▸ **Problem to work on**: Copy each record exactly, word for word.

▸ **Records from a dataset**:
+ + + + +

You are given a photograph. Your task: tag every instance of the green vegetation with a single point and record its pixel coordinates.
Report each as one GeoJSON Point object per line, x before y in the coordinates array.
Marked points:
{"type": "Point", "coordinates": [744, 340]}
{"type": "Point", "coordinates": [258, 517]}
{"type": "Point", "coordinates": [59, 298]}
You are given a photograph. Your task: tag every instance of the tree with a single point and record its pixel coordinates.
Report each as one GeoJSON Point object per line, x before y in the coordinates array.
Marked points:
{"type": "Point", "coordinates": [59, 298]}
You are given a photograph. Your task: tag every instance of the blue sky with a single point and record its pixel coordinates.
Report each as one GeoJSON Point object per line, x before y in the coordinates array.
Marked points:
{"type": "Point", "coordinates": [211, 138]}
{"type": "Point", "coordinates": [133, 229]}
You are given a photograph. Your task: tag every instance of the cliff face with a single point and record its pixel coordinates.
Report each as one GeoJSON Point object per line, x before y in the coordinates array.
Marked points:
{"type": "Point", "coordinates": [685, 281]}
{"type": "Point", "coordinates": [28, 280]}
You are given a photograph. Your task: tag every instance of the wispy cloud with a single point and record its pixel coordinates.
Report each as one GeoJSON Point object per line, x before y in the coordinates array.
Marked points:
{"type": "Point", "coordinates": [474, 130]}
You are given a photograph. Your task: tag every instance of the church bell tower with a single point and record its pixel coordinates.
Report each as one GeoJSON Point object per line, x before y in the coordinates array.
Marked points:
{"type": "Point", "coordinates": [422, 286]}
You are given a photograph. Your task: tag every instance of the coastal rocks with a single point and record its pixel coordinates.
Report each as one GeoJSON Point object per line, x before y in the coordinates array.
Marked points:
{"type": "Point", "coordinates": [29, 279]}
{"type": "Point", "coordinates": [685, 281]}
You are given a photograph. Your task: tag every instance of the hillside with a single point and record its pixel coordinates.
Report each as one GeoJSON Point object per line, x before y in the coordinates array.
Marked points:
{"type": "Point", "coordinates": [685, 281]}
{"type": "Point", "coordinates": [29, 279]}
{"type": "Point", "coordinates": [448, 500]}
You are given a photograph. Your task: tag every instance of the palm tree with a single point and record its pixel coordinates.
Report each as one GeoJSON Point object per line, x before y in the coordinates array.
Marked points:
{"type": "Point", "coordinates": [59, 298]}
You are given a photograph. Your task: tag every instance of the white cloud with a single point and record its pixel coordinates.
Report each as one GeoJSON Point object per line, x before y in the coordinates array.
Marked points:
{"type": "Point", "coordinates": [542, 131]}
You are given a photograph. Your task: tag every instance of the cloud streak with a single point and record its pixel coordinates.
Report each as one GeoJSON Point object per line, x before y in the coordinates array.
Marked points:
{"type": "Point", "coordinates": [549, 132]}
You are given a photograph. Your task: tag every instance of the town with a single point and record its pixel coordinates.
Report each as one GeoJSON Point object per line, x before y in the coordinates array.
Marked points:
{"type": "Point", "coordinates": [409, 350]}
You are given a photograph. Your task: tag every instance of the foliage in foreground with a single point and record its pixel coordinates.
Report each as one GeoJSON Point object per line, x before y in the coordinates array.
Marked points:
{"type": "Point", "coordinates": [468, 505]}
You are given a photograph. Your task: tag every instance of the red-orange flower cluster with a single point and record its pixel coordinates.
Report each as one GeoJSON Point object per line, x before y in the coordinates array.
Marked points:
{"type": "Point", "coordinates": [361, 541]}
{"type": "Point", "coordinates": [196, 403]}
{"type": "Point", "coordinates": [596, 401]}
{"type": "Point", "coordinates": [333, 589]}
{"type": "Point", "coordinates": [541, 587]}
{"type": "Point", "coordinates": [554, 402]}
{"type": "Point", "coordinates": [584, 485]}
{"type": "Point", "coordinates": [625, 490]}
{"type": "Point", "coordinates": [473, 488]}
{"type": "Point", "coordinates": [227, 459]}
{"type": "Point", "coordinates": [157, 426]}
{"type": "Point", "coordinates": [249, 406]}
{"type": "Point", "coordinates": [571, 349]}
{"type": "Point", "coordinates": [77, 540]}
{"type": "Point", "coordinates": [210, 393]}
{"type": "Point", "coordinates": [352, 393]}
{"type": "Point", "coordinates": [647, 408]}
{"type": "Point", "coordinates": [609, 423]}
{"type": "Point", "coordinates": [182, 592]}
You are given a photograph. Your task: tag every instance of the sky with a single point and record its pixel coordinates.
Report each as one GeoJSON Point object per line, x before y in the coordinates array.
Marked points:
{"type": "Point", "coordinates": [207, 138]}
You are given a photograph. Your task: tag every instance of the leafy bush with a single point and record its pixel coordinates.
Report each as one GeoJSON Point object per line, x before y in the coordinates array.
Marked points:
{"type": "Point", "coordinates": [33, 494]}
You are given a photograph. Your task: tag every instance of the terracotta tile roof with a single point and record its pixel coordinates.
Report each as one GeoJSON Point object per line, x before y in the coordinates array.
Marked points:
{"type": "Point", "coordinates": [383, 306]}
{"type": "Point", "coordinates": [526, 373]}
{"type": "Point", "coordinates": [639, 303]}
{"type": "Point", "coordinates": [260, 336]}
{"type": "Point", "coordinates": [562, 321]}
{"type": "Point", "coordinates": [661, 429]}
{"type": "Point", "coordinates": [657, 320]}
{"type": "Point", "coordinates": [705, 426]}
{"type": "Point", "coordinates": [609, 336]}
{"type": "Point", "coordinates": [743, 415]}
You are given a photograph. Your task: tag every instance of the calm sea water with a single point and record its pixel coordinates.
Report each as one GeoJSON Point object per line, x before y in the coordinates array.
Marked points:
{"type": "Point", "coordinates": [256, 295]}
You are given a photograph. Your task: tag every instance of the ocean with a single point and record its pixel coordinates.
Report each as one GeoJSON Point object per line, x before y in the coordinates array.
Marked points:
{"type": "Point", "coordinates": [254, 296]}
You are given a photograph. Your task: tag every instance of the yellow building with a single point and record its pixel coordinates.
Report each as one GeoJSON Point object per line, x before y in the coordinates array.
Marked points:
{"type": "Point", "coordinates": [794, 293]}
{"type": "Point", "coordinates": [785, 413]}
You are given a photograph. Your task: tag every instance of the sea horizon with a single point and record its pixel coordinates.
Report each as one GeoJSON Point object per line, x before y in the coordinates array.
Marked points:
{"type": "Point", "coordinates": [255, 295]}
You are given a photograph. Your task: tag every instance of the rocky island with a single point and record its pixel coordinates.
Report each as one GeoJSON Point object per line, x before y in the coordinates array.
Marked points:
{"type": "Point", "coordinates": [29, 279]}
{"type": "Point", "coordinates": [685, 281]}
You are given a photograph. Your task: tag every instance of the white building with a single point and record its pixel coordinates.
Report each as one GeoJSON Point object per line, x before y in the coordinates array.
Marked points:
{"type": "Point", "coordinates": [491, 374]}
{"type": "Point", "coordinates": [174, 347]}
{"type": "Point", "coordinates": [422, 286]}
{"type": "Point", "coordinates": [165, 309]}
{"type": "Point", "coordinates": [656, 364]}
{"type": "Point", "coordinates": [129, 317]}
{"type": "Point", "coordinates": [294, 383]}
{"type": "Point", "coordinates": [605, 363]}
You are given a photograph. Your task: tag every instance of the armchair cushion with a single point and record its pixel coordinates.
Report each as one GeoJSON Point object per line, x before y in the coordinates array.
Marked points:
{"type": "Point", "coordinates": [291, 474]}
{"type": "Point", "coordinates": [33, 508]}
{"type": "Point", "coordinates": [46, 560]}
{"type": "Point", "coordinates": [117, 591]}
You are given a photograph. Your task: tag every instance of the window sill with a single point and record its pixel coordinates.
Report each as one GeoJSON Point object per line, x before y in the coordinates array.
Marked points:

+ + + + +

▸ **Reply to the exercise**:
You are given a photograph. Your task: tag every instance of the green vegetation with a single point and record its pixel coordinates.
Report each as one GeoJSON Point object per line, x before y in the coordinates array.
Marked points:
{"type": "Point", "coordinates": [744, 340]}
{"type": "Point", "coordinates": [258, 517]}
{"type": "Point", "coordinates": [59, 298]}
You are given a photograph. Your task: tag every instance of the tree with a single point and record its pixel coordinates.
Report each as one GeoJSON Point object per line, x before y in the coordinates array.
Marked points:
{"type": "Point", "coordinates": [59, 298]}
You are given a photograph. Your task: tag every instance of the blue sky with a single point and record its pixel coordinates.
Report each as one GeoJSON Point object per line, x before y in the coordinates array.
Marked points:
{"type": "Point", "coordinates": [211, 138]}
{"type": "Point", "coordinates": [133, 229]}
You are given a photograph. Your task: tag every instance of the cliff face with a single point and record its pixel coordinates.
Report each as one GeoJSON Point object per line, x before y in the coordinates array.
Marked points:
{"type": "Point", "coordinates": [685, 281]}
{"type": "Point", "coordinates": [28, 280]}
You are given a photograph. Your task: tag every instance of the wispy cloud with a single point and record its pixel coordinates.
Report each as one GeoJSON Point object per line, x before y in the coordinates array.
Marked points:
{"type": "Point", "coordinates": [474, 130]}
You are given a photograph. Your task: tag every instance of the church bell tower with a single point and record its pixel coordinates.
Report each as one GeoJSON Point object per line, x before y in the coordinates array.
Marked points:
{"type": "Point", "coordinates": [422, 286]}
You are given a photograph. Your task: tag every instance of the coastal rocks with a single point and record its pixel coordinates.
Report each as one GeoJSON Point object per line, x before y in the coordinates array.
Marked points:
{"type": "Point", "coordinates": [29, 279]}
{"type": "Point", "coordinates": [685, 281]}
You are given a photograph. Your task: tag every instance of the hillside with a single point and record its pixel coordinates.
Report each as one GeoJSON Point object per line, x before y in the coordinates array.
Marked points:
{"type": "Point", "coordinates": [685, 281]}
{"type": "Point", "coordinates": [29, 279]}
{"type": "Point", "coordinates": [448, 500]}
You are given a photograph. Your task: tag every instance of the palm tree with a single point and record its pixel coordinates.
Report each as one GeoJSON Point object per line, x before y in the coordinates array.
Marked points:
{"type": "Point", "coordinates": [59, 298]}
You are given a photograph. Your task: tag every instance of the white cloud with a single point and record its pixel coordinates.
Report each as one GeoJSON Point object per line, x before y in the coordinates array.
Marked points:
{"type": "Point", "coordinates": [542, 131]}
You are given a photograph. Your task: tag every instance of the cloud streak with a single point and record its pixel coordinates.
Report each as one GeoJSON Point object per line, x before y in the coordinates array.
Marked points:
{"type": "Point", "coordinates": [549, 132]}
You are given a photograph. Your task: tag every instance of the town with a single point and record its pixel coordinates.
Report each as one GeoJSON Point object per line, x before y in the coordinates array.
Marked points:
{"type": "Point", "coordinates": [409, 350]}
You are given a photograph. Your task: tag every instance of the foliage in foreground with a single point and record its pixel coordinates.
Report each as one GeoJSON Point object per line, x before y in the coordinates array.
Marked points:
{"type": "Point", "coordinates": [468, 505]}
You are given a photograph. Your task: tag every instance of the red-orange flower cluster with a single point and record its pixel coordinates.
Report each as one GeoJSON Point object per line, x before y in the coordinates array.
Marked points:
{"type": "Point", "coordinates": [361, 541]}
{"type": "Point", "coordinates": [196, 403]}
{"type": "Point", "coordinates": [596, 401]}
{"type": "Point", "coordinates": [333, 589]}
{"type": "Point", "coordinates": [541, 587]}
{"type": "Point", "coordinates": [554, 402]}
{"type": "Point", "coordinates": [584, 485]}
{"type": "Point", "coordinates": [625, 490]}
{"type": "Point", "coordinates": [473, 488]}
{"type": "Point", "coordinates": [227, 459]}
{"type": "Point", "coordinates": [157, 426]}
{"type": "Point", "coordinates": [249, 406]}
{"type": "Point", "coordinates": [571, 349]}
{"type": "Point", "coordinates": [77, 540]}
{"type": "Point", "coordinates": [210, 393]}
{"type": "Point", "coordinates": [352, 393]}
{"type": "Point", "coordinates": [647, 408]}
{"type": "Point", "coordinates": [609, 423]}
{"type": "Point", "coordinates": [182, 592]}
You are given a photograph. Your task: tag every instance of the sky with a single point and record its pixel coordinates.
Report each as one GeoJSON Point object per line, x before y in the coordinates array.
Marked points:
{"type": "Point", "coordinates": [207, 138]}
You are given a photograph. Your task: tag every instance of the leafy bush with a single point and record its pixel coordinates.
Report each as one GeoJSON Point object per line, x before y in the coordinates array.
Marked points:
{"type": "Point", "coordinates": [33, 494]}
You are given a photograph. Your task: tag every instance of the terracotta tile roof with a single point and record its pixel coordinates.
Report each as one GeoJSON Point object per line, x before y in the coordinates array.
Marked points:
{"type": "Point", "coordinates": [383, 306]}
{"type": "Point", "coordinates": [526, 373]}
{"type": "Point", "coordinates": [639, 303]}
{"type": "Point", "coordinates": [260, 336]}
{"type": "Point", "coordinates": [562, 321]}
{"type": "Point", "coordinates": [661, 429]}
{"type": "Point", "coordinates": [657, 320]}
{"type": "Point", "coordinates": [705, 426]}
{"type": "Point", "coordinates": [609, 336]}
{"type": "Point", "coordinates": [743, 415]}
You are given a photograph. Your task: tag every instance of the calm sea water with a single point and record its pixel coordinates.
Report each as one GeoJSON Point object per line, x before y in the coordinates array.
Marked points:
{"type": "Point", "coordinates": [256, 295]}
You are given a photograph. Your task: tag every instance of the ocean with a single point and record its pixel coordinates.
Report each as one GeoJSON Point object per line, x before y in the coordinates array.
Marked points:
{"type": "Point", "coordinates": [254, 296]}
You are given a photograph. Your task: tag every instance of the yellow building with a single point and record its pixel coordinates.
Report each as one GeoJSON Point object per line, x before y in the coordinates array.
Marked points:
{"type": "Point", "coordinates": [794, 293]}
{"type": "Point", "coordinates": [785, 413]}
You are given a photograph. Your task: tag every instance of the sea horizon with a single point and record its pixel coordinates.
Report each as one GeoJSON Point object per line, x before y in the coordinates array.
Marked points:
{"type": "Point", "coordinates": [255, 295]}
You are given a photograph. Your task: tag every instance of the rocky island with a single point and record its pixel coordinates.
Report each as one GeoJSON Point object per line, x before y in the coordinates array.
Marked points:
{"type": "Point", "coordinates": [29, 279]}
{"type": "Point", "coordinates": [685, 281]}
You are given a photograph. Your task: tag every instance of the white building with a single point and record its pixel coordinates.
Report each as one GeoJSON Point object per line, x before y in the coordinates array.
Marked points:
{"type": "Point", "coordinates": [491, 374]}
{"type": "Point", "coordinates": [174, 347]}
{"type": "Point", "coordinates": [422, 286]}
{"type": "Point", "coordinates": [165, 309]}
{"type": "Point", "coordinates": [656, 364]}
{"type": "Point", "coordinates": [129, 317]}
{"type": "Point", "coordinates": [294, 383]}
{"type": "Point", "coordinates": [605, 363]}
You are given a photograph. Your task: tag every instance of the armchair cushion with a single point and record its pixel coordinates.
Report each as one GeoJSON Point object per line, x before y in the coordinates array.
Marked points:
{"type": "Point", "coordinates": [291, 474]}
{"type": "Point", "coordinates": [33, 508]}
{"type": "Point", "coordinates": [46, 560]}
{"type": "Point", "coordinates": [117, 591]}
You are given a photograph. Your task: tag every instance of the window sill with a single point and record its pixel coordinates.
Report each as one GeoJSON Point object per line, x before y in the coordinates array.
Marked points:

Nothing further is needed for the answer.